--- Start of SUPPLIED MATERIAL ---

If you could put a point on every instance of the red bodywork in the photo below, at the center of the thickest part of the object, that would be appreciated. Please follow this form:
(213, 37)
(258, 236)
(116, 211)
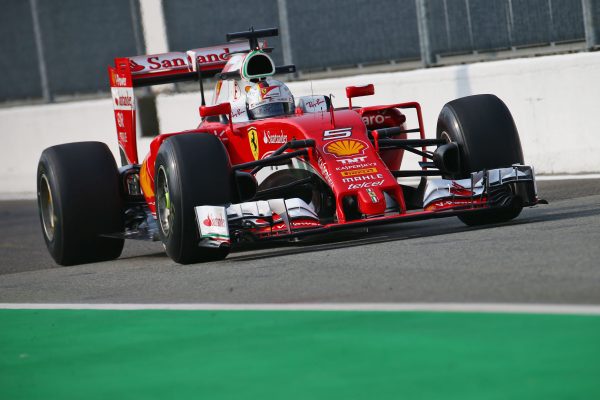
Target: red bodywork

--- End of SUPPLIED MATERIAL ---

> WORK TO COMPLETE
Update the records above by replacing "bodywork" with "car body" wherever it occurs and leaving every other part unchanged. Leave the pictures out of your answer.

> FULL SOLUTION
If you could put a point on every instance of the red car body in the photo below, at the center of the thickest part of the object, that would be appreciated. Please follow this form:
(213, 37)
(258, 236)
(116, 211)
Target: red car body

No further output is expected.